En weer aten ze samen

Rechters 19:1-15
 
Dit verhaal is bewust in twee delen geknipt. De twee delen moeten apart maar na elkaar gelezen worden want het zijn de lichte en de donkere kanten van dezelfde boodschap. Bethlehem de stad van de Benjaminieten was kennelijk al heel vroeg een belangrijk punt. Wij kennen het natuurlijk uit het kerstverhaal als Jezus er wordt geboren en ook in dit verhaal speelt het een belangrijke rol. Het verhaal gaat over gastvrijheid .En die gastvrijheid kennen we eigenlijk nog alleen van de aanhangers van de Islam in ons midden. Halverwege de vastenmaand van de Islam, de Ramadan vieren zij de Iftar maaltijd. Op het moment dat moslims hun vrienden thuis uitnodigen om samen de maaltijd te gebruiken als de zon is onder gegaan en het donker is geworden. Dan is het tijd voor een echte feestmaaltijd, met familie, je buren, vrienden en er wordt extra gedacht aan de armen. Het Woord is voor de moslims het echte voedsel. Het werd in één maand, nacht na nacht, geschonken aan de profeet en daarom zorg je dat je gedurende de dag rein blijft, geen eten en drinken neemt, zodat je ’s nachts des te meer waardering hebt voor het voedsel dat je geschonken wordt.
#####
> **SCHRIFTELIJKE OPDRACHTEN**:
1. Som uit de rijen hieronder elke regel op waarin de tekenreeks "When" voorkomt, en neem die regels woordelijk over.
2. Breid de tekst over gastvrijheid uit met een vervolg dat aansluit op de laatste zin.
De tekst over gastvrijheid en de rijen hieronder zijn afzonderlijk materiaal.

> **TE VERWERKEN GEGEVENS**:
#####
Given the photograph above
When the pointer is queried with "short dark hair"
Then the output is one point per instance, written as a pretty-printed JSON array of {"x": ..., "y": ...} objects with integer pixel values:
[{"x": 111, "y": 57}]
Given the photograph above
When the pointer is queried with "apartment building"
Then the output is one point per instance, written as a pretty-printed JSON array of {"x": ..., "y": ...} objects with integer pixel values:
#####
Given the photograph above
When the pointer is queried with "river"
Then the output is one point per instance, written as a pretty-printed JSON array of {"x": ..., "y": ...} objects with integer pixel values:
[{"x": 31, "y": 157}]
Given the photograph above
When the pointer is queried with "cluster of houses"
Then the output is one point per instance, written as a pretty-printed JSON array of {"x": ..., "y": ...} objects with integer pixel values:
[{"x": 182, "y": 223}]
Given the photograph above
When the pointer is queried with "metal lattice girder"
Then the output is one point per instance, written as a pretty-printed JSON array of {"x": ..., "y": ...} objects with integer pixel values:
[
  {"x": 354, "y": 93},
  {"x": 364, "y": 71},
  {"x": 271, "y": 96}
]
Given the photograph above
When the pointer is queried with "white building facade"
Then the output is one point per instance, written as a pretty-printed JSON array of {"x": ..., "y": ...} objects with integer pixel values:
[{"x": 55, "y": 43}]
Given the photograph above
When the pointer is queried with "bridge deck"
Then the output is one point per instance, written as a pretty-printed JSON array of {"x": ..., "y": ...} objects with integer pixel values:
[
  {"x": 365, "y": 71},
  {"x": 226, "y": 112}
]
#####
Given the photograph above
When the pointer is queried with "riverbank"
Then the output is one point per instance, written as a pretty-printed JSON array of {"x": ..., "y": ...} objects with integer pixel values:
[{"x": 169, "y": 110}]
#####
> **RESULTATEN OPDRACHTEN**:
1.
When the pointer is queried with "short dark hair"
When the pointer is queried with "apartment building"
When the pointer is queried with "river"
When the pointer is queried with "cluster of houses"
When the pointer is queried with "metal lattice girder"
When the pointer is queried with "white building facade"
When the pointer is queried with "bridge deck"
When the pointer is queried with "riverbank"

2.
Ook vriendschap is een vorm van voedsel, het doet je immers groeien en maakt je als mens rijker. In diverse plaatsen in ons land zijn moslims en christenen tijdens de Ramadan samen gaan eten. Voor beiden is de maaltijd een belangrijk religieus gegeven. In veel kerken wordt elke zondag brood en wijn gedeeld, een maaltijd dus, ter herinnering aan de maaltijd die Jezus hield met zijn leerlingen en waarbij hij de herinnering aan de uittocht uit de slavernij in Egypte verbond aan de uittocht van hemzelf uit de dood. De schoonvader van onze naamloze Leviet, uit dit verhaal uit het boek Rechters, hield maar niet op met samen de maaltijd te gebruiken. Geen wonder natuurlijk want een Leviet hielp in de heilige tent bij de Wet uit de woestijn, waar God zelf woont. Een Leviet in huis bracht je dus dichter bij God. Gastvrijheid betonen was een goede daad. Dat is het nog steeds.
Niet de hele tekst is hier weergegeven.